Start LISTING

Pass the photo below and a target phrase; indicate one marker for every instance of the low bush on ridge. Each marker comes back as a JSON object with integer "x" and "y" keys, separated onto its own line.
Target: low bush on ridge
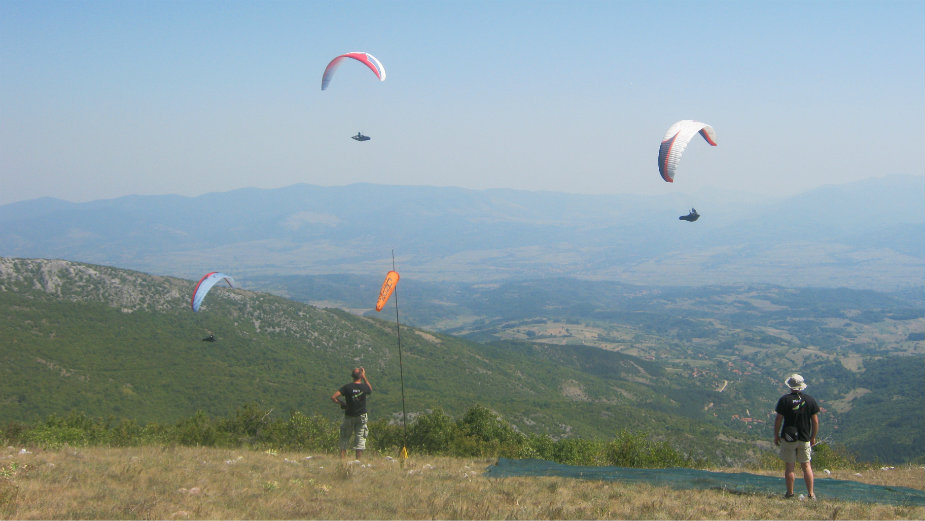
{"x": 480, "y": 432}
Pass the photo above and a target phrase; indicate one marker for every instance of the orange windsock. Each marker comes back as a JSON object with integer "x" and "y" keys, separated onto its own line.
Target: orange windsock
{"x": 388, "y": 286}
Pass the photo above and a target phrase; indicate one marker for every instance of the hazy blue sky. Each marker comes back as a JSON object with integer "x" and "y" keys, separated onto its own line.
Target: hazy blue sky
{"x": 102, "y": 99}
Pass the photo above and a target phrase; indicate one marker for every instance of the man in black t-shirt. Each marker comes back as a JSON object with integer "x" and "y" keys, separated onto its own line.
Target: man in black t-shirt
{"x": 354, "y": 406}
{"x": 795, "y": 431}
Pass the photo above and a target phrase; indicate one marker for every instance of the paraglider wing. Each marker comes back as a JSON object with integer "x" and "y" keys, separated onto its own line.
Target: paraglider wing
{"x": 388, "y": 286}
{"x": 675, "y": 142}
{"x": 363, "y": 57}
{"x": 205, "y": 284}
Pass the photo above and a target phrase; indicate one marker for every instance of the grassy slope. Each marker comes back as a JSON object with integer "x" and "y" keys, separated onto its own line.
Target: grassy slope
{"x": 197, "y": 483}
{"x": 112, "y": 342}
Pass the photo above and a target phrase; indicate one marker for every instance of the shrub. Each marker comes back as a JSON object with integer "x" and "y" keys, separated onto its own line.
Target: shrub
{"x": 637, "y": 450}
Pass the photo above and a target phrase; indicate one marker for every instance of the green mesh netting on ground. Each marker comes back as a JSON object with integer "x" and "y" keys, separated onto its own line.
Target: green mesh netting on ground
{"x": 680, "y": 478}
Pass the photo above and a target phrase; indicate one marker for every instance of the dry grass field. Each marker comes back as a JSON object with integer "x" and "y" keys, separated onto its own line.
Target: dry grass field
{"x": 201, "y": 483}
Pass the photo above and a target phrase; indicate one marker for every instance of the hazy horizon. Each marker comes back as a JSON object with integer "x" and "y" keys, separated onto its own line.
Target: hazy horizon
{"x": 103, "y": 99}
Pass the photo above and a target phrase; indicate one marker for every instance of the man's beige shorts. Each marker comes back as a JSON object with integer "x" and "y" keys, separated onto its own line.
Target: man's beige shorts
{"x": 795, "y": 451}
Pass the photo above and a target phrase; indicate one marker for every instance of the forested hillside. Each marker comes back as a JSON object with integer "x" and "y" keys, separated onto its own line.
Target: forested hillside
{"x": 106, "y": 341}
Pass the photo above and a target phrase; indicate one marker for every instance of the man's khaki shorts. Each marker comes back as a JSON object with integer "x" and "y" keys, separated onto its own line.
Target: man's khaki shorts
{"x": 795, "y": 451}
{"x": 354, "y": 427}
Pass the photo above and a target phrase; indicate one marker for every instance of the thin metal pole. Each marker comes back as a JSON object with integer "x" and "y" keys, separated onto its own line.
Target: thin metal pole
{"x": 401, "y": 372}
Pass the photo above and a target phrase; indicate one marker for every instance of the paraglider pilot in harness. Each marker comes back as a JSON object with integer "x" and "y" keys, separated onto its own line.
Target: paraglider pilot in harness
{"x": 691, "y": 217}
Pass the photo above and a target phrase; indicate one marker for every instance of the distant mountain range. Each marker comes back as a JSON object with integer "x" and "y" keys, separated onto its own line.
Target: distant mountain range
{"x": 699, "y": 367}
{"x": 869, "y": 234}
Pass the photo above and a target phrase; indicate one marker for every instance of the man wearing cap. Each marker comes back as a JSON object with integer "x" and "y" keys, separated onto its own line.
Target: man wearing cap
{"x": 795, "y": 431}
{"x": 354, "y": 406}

End LISTING

● WHAT TO PRODUCE: Please retype the entire listing above word for word, omitting the pictures from your answer.

● EXPECTED ANSWER:
Pass the photo below and a target phrase; indicate one marker for every instance of the low bush on ridge. Each marker comes back as a JSON object with integer "x" and "y" keys, separated onto its own line.
Target: low bush on ridge
{"x": 480, "y": 432}
Pass the photo above and a target phrase; indicate one marker for every instance of the orange windsock. Each marker comes back as a JSON object with integer "x" and "y" keys, separated onto its own line.
Target: orange windsock
{"x": 388, "y": 286}
Pass the photo above and a target phrase; indicate one marker for every instance of the hazy blue sky. Each marker comes back as a JSON object with integer "x" and "y" keys, separated onto its own line.
Target: hazy blue sky
{"x": 102, "y": 99}
Pass the photo above and a target phrase; indicate one marker for every instance of the man in black t-shirt. Each marker comes back as a JSON object with integer "x" and "y" keys, separated onto its own line.
Target: man in black t-shirt
{"x": 354, "y": 406}
{"x": 795, "y": 431}
Pass the photo above and a target phrase; indicate one marker for every instance of the paraglider wing. Each marker comes back as a JSON object with integer "x" and "y" keys, separated onto its own line.
Target: paraglider wing
{"x": 388, "y": 286}
{"x": 675, "y": 142}
{"x": 363, "y": 57}
{"x": 205, "y": 284}
Pass the photo above and a target phrase; indicate one marker for every instance of the grassy slope. Each marker comes back as a JSON object with integer "x" and "y" keys, separated onto its own line.
Target: grassy slope
{"x": 197, "y": 483}
{"x": 112, "y": 342}
Pass the photo above and a target phrase; indicate one marker for every instance of the shrub. Each marker comes back as a JSON object with integer "x" and "y" keys, separated onto its own line.
Target: shrub
{"x": 637, "y": 450}
Pass the photo above and a target phrase; indicate one marker for every instance of the green mesh netting on ground. Each marker comes back as a JSON object with integer "x" and "y" keys, separated onto its own line.
Target: green mesh netting on ground
{"x": 680, "y": 478}
Pass the photo above and a target phrase; indicate one marker for every instance of the dry grass field. Each marker comes back as a JSON object with integer "x" and "y" keys, separated onto its own line.
Target: dry grass field
{"x": 201, "y": 483}
Pass the photo above and a target phrase; indicate one marker for every instance of the hazy horizon. Each marker comes back as a JSON object with integer "x" and "y" keys, separated onto its own line.
Target: hazy horizon
{"x": 103, "y": 99}
Pass the photo above and a target phrase; indicate one marker for every instance of the man's beige shorts. Each marker comes back as a JSON object with integer "x" and "y" keys, separated onto its own line.
Target: man's beige shorts
{"x": 795, "y": 451}
Pass the photo above and a target phrase; indicate one marker for every instance of the forested hillside. Each marker comes back as a JSON object with integer "x" and "y" keys, separated onto its own line.
Target: forested hillside
{"x": 106, "y": 341}
Pass the photo above and a target phrase; indicate one marker for every instance of the man's khaki shorts. Each marker comes back as a JSON object with integer "x" and "y" keys, separated onto its own line.
Target: man's khaki shorts
{"x": 795, "y": 451}
{"x": 354, "y": 427}
Pass the photo above and a target phrase; indicate one marker for every instance of the thin metal pole. Each marker comes back as a JSON object with integer "x" and "y" keys, separated onto its own line.
Target: thin metal pole
{"x": 401, "y": 372}
Pass the photo above and a target phrase; indicate one marker for every instance of the paraglider pilot in harness. Each marker comes back as a JSON object with integer "x" and "y" keys, separated onto its own line.
Target: paraglider pilot in harness
{"x": 691, "y": 217}
Pass the photo above and a target phrase; indicate one marker for every instance of the distant mountain range. Each marker comes back as a JSON object with integer "x" and "y" keys, separated onto its own line.
Target: distant mountain range
{"x": 699, "y": 367}
{"x": 869, "y": 234}
Pass the photo above and a target phrase; indicate one marker for every instance of the man wearing cap. Each marker comes back as a JSON object with integer "x" and "y" keys, separated onto its own line.
Target: man wearing cap
{"x": 795, "y": 431}
{"x": 354, "y": 406}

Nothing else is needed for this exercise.